Copy the records below exactly, from the line containing "of the glass" through the last line, and leave out every picture.

◆ DATA SECTION ◆
══════════
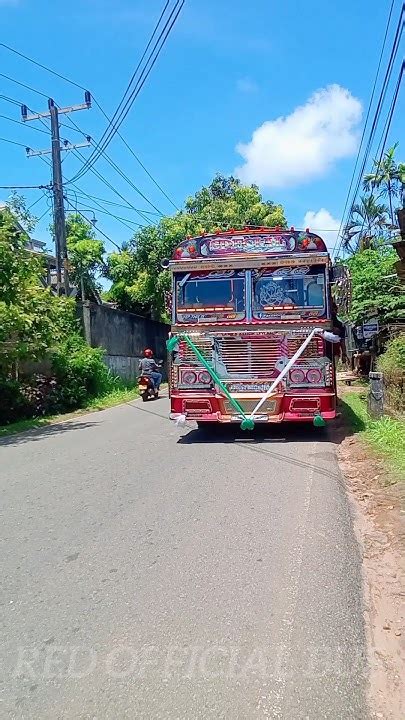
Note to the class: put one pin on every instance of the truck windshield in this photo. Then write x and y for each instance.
(279, 289)
(211, 294)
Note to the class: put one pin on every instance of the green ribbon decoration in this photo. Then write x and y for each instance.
(247, 423)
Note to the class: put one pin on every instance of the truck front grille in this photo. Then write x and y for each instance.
(251, 356)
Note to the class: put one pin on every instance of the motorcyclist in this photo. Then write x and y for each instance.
(150, 369)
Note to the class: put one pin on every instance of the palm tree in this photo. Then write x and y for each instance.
(401, 181)
(367, 219)
(384, 177)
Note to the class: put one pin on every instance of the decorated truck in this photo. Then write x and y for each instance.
(251, 338)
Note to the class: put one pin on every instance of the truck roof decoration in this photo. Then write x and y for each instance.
(249, 242)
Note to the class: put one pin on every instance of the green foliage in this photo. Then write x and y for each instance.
(385, 436)
(17, 207)
(86, 255)
(138, 281)
(367, 221)
(393, 359)
(80, 373)
(374, 293)
(387, 176)
(31, 319)
(392, 364)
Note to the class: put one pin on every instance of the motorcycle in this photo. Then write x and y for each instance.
(146, 388)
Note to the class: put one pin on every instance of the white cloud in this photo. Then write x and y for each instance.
(246, 85)
(304, 145)
(324, 224)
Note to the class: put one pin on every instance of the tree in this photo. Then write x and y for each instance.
(138, 281)
(375, 292)
(367, 220)
(17, 207)
(31, 319)
(86, 255)
(385, 177)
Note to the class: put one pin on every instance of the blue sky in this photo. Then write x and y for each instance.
(213, 101)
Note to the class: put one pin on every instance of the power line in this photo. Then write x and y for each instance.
(13, 142)
(27, 87)
(110, 202)
(98, 229)
(21, 124)
(367, 117)
(24, 187)
(106, 212)
(138, 87)
(110, 122)
(75, 84)
(111, 187)
(377, 113)
(390, 113)
(44, 67)
(121, 220)
(109, 160)
(139, 161)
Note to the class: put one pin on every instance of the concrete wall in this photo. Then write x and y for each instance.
(124, 337)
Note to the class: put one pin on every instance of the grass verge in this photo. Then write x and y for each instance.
(385, 436)
(114, 397)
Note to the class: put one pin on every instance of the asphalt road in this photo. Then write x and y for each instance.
(155, 573)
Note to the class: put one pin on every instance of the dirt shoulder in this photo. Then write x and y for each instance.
(378, 503)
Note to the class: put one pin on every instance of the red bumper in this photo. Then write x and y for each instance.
(286, 407)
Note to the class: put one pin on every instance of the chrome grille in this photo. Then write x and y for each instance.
(248, 356)
(248, 405)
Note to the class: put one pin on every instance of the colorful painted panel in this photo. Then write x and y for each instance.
(210, 296)
(235, 243)
(295, 292)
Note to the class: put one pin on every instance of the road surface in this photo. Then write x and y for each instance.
(155, 573)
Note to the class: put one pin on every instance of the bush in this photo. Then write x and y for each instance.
(393, 359)
(13, 403)
(80, 373)
(79, 376)
(392, 364)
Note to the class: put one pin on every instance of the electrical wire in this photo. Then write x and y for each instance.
(390, 114)
(153, 56)
(13, 142)
(367, 117)
(110, 202)
(98, 229)
(111, 187)
(27, 87)
(75, 84)
(377, 114)
(123, 221)
(110, 124)
(24, 187)
(21, 124)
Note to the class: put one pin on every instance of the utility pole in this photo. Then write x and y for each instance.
(57, 180)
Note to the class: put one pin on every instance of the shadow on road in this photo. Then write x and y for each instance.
(44, 432)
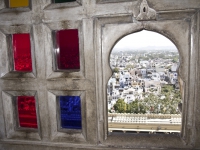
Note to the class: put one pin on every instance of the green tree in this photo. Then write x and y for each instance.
(116, 70)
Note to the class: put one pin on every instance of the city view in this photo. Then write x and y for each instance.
(143, 93)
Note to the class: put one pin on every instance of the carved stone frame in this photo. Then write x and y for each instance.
(181, 28)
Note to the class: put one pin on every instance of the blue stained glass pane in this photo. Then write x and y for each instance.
(70, 112)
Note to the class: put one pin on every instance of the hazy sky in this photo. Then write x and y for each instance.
(144, 40)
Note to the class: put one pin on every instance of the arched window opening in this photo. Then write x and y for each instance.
(143, 93)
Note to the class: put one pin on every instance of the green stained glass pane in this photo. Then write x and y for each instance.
(64, 1)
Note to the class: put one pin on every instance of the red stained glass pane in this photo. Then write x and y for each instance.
(27, 112)
(22, 52)
(67, 51)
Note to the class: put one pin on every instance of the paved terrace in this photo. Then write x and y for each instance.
(152, 123)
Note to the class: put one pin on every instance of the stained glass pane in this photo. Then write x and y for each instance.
(70, 112)
(22, 52)
(63, 1)
(19, 3)
(67, 51)
(27, 111)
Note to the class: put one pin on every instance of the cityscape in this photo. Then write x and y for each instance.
(144, 88)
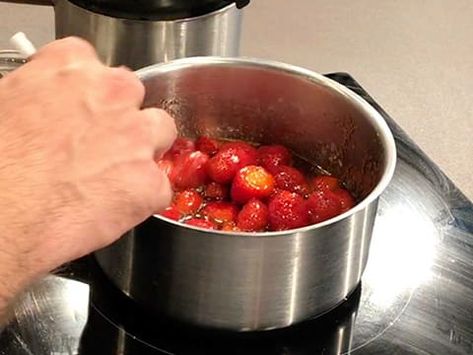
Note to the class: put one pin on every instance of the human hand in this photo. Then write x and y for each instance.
(77, 163)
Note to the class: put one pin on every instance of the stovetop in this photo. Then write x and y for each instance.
(416, 296)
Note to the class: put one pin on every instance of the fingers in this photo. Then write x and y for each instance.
(123, 86)
(67, 50)
(161, 129)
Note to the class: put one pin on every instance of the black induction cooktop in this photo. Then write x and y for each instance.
(416, 295)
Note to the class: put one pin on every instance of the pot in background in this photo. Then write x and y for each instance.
(263, 280)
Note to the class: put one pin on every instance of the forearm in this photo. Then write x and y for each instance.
(15, 275)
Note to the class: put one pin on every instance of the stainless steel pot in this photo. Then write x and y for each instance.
(263, 280)
(125, 38)
(138, 43)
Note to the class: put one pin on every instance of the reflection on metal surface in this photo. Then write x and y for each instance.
(137, 43)
(50, 317)
(416, 295)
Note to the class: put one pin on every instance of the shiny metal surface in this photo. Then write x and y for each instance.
(256, 281)
(416, 293)
(137, 43)
(9, 61)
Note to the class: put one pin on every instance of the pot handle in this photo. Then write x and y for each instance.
(31, 2)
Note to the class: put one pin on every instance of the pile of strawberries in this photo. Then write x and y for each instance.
(236, 186)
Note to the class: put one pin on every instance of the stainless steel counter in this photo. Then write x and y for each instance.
(413, 56)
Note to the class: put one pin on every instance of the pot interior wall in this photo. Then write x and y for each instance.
(263, 105)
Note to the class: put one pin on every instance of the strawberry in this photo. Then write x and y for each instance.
(215, 191)
(325, 182)
(187, 201)
(220, 212)
(171, 213)
(207, 145)
(251, 182)
(189, 170)
(241, 146)
(272, 156)
(202, 223)
(287, 210)
(233, 156)
(230, 227)
(180, 146)
(323, 205)
(290, 179)
(166, 166)
(253, 216)
(346, 199)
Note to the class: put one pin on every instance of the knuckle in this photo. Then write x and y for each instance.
(126, 80)
(66, 50)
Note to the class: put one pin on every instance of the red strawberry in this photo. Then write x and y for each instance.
(251, 182)
(240, 145)
(187, 201)
(346, 199)
(202, 223)
(323, 205)
(220, 212)
(233, 156)
(287, 210)
(171, 213)
(290, 179)
(189, 170)
(207, 145)
(215, 191)
(230, 227)
(180, 146)
(272, 156)
(253, 216)
(325, 182)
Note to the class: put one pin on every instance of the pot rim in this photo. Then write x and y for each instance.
(373, 116)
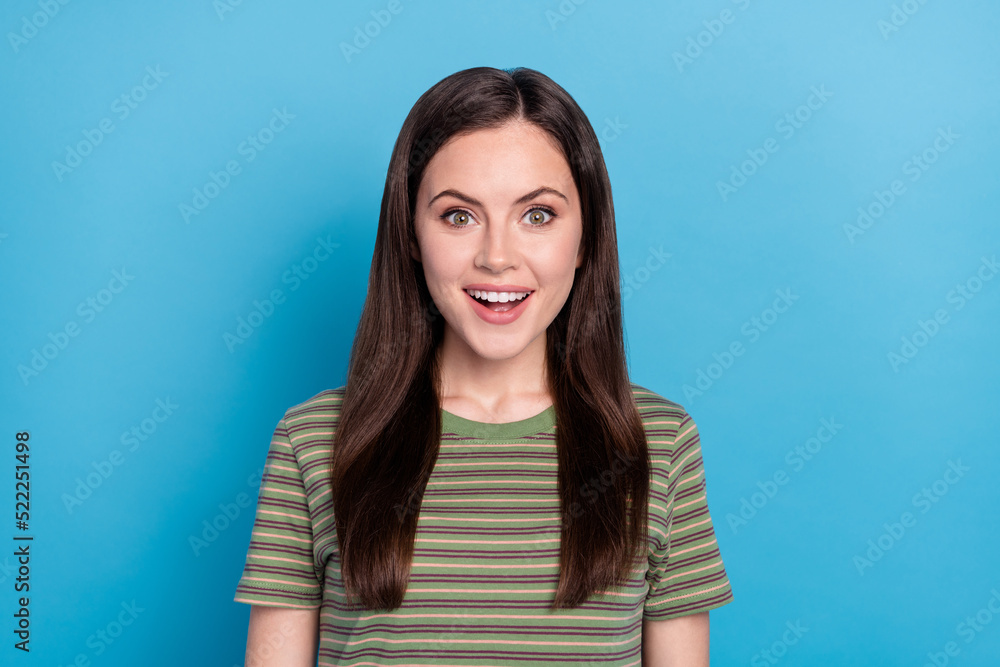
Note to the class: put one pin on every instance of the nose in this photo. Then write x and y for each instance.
(498, 247)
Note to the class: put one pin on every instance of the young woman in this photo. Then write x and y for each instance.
(488, 487)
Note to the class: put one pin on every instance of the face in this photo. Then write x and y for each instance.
(497, 210)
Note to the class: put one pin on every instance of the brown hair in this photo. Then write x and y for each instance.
(386, 440)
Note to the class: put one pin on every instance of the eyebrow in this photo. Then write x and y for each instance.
(475, 202)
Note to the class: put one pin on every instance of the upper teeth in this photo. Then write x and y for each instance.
(502, 297)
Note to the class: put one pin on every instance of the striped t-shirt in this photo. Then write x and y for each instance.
(486, 556)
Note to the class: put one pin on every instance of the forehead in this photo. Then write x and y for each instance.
(511, 159)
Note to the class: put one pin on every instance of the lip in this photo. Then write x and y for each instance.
(491, 316)
(486, 287)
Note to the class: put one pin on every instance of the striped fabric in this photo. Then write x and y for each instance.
(486, 560)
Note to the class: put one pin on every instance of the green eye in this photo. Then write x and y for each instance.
(537, 217)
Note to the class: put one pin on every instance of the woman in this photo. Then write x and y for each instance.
(488, 487)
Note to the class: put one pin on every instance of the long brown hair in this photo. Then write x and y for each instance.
(387, 437)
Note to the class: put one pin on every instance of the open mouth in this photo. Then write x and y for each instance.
(499, 302)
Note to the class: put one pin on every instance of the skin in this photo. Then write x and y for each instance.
(491, 373)
(496, 373)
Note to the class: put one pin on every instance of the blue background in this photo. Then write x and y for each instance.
(672, 130)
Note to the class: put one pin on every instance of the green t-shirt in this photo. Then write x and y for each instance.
(486, 559)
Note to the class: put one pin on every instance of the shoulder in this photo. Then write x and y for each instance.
(662, 418)
(312, 421)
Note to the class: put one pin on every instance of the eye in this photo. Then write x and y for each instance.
(540, 216)
(462, 218)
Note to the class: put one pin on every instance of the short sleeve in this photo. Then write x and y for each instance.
(279, 568)
(686, 574)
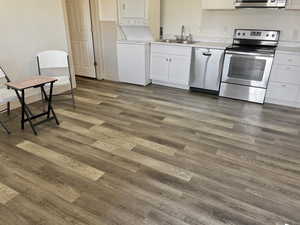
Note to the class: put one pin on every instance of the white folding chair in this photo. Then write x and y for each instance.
(6, 95)
(56, 64)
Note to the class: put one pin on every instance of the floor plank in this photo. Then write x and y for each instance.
(131, 155)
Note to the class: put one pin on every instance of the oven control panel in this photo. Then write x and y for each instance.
(262, 35)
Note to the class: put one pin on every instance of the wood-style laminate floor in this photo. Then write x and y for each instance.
(130, 155)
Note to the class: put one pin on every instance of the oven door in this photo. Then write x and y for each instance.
(259, 3)
(246, 68)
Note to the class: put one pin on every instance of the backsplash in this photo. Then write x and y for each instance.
(219, 24)
(223, 23)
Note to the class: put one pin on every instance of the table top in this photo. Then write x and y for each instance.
(35, 81)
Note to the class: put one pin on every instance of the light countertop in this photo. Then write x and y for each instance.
(289, 49)
(200, 44)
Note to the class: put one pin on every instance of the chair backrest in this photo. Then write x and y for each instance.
(53, 59)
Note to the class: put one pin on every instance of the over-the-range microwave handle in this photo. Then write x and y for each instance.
(249, 54)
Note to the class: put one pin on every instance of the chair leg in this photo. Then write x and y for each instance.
(4, 127)
(8, 108)
(73, 98)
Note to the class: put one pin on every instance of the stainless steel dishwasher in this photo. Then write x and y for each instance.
(206, 70)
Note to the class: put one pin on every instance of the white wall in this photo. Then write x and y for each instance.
(108, 22)
(27, 27)
(219, 24)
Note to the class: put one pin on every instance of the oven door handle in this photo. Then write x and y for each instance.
(249, 54)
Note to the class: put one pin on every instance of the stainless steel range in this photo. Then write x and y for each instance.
(248, 63)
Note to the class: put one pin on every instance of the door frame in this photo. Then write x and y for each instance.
(96, 34)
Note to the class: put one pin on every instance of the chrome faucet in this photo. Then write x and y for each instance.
(182, 32)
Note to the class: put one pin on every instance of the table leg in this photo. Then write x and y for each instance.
(49, 100)
(23, 110)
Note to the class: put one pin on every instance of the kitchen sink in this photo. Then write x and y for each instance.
(177, 41)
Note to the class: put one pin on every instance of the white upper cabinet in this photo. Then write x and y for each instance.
(133, 9)
(140, 13)
(217, 4)
(293, 4)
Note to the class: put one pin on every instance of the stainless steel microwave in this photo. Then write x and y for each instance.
(260, 3)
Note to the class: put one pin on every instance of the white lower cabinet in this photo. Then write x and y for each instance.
(284, 86)
(170, 65)
(160, 67)
(293, 4)
(179, 70)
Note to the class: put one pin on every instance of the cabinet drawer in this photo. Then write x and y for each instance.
(286, 74)
(171, 49)
(287, 59)
(281, 91)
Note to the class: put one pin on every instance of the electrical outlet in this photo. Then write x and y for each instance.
(295, 35)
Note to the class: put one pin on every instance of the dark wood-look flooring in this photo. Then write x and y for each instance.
(130, 155)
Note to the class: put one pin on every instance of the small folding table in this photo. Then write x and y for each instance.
(34, 82)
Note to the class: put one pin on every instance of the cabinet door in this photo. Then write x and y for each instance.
(217, 4)
(179, 70)
(160, 67)
(132, 9)
(214, 70)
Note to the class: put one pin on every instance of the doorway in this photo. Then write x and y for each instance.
(79, 15)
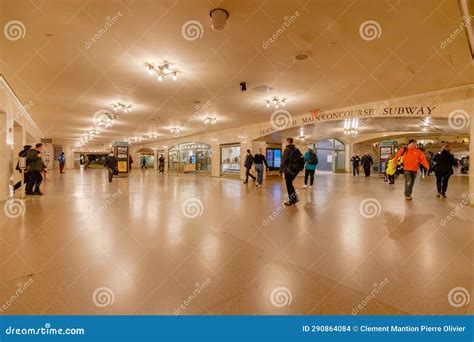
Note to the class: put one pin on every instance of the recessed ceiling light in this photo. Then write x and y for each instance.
(301, 56)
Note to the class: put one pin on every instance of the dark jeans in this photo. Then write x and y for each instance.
(410, 177)
(247, 174)
(111, 173)
(289, 178)
(442, 179)
(259, 169)
(18, 184)
(355, 169)
(310, 174)
(34, 181)
(367, 170)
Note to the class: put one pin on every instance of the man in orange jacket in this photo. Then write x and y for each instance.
(412, 158)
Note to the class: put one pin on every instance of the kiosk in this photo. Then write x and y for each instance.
(122, 153)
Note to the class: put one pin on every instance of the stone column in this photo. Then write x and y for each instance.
(155, 161)
(4, 159)
(471, 165)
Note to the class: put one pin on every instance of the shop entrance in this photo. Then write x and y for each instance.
(190, 158)
(331, 155)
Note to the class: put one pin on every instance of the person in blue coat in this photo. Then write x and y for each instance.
(311, 162)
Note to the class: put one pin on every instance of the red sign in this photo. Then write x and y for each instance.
(315, 112)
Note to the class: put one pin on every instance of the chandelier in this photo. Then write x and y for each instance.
(162, 71)
(123, 107)
(351, 127)
(209, 120)
(276, 102)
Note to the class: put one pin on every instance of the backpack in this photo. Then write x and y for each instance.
(296, 161)
(313, 158)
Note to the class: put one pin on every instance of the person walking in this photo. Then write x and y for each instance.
(143, 162)
(430, 162)
(34, 165)
(22, 154)
(111, 164)
(367, 163)
(412, 158)
(259, 160)
(444, 162)
(62, 162)
(355, 164)
(391, 170)
(161, 164)
(248, 165)
(292, 162)
(311, 161)
(86, 162)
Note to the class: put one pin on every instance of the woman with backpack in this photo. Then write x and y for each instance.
(311, 161)
(292, 162)
(391, 170)
(444, 162)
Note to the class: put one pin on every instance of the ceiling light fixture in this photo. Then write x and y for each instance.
(219, 18)
(210, 120)
(123, 107)
(351, 127)
(276, 102)
(162, 70)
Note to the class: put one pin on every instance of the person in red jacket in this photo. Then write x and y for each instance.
(412, 158)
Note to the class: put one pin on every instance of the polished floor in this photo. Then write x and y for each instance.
(152, 244)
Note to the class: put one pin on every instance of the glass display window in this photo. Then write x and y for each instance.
(230, 160)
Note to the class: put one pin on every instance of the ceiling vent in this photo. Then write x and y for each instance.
(263, 89)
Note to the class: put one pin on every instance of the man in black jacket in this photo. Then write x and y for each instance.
(259, 160)
(22, 154)
(35, 165)
(248, 165)
(367, 163)
(355, 164)
(290, 170)
(443, 166)
(111, 164)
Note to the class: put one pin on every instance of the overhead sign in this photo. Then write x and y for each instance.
(369, 113)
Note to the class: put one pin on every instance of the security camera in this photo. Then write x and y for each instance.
(219, 18)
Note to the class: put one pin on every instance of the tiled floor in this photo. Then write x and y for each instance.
(152, 244)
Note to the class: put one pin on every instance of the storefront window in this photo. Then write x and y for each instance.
(230, 160)
(190, 158)
(331, 155)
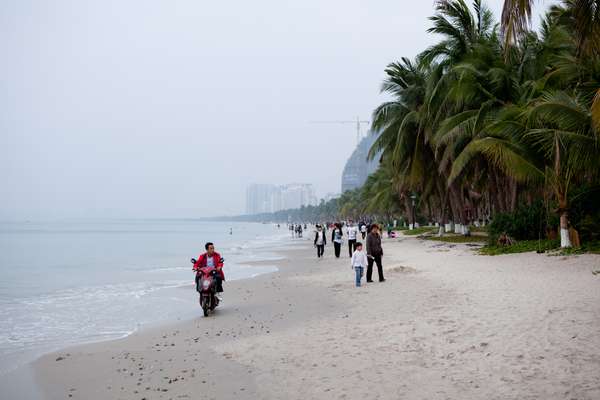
══════════
◆ RESULT ◆
Note to the class: put one pin on every instance of the glass display window in this photo. Then write x and y for each instance.
(230, 160)
Note to the class: put one pin on every instance of the ceiling vent in this photo. Then write x and y for each instance.
(263, 89)
Note to the class: put one pin on every instance of the man in black jacket in this photo. Then write x and y for each instance.
(259, 160)
(22, 154)
(35, 165)
(248, 165)
(367, 163)
(355, 164)
(290, 170)
(443, 166)
(111, 164)
Note to the class: put one pin on every instance of the overhead sign in this photo. Then write x and y for each instance.
(369, 113)
Note to the class: put one pin on every instance of the security camera in this photo. Then write x and y for each instance.
(219, 18)
Note to the class: put one pin on every instance of the tiled floor in this photo. Then write x and y for each instance.
(152, 244)
Note to the class: put one pin on every instance of the storefront window in this photo. Then write x and y for each instance.
(230, 160)
(190, 158)
(331, 155)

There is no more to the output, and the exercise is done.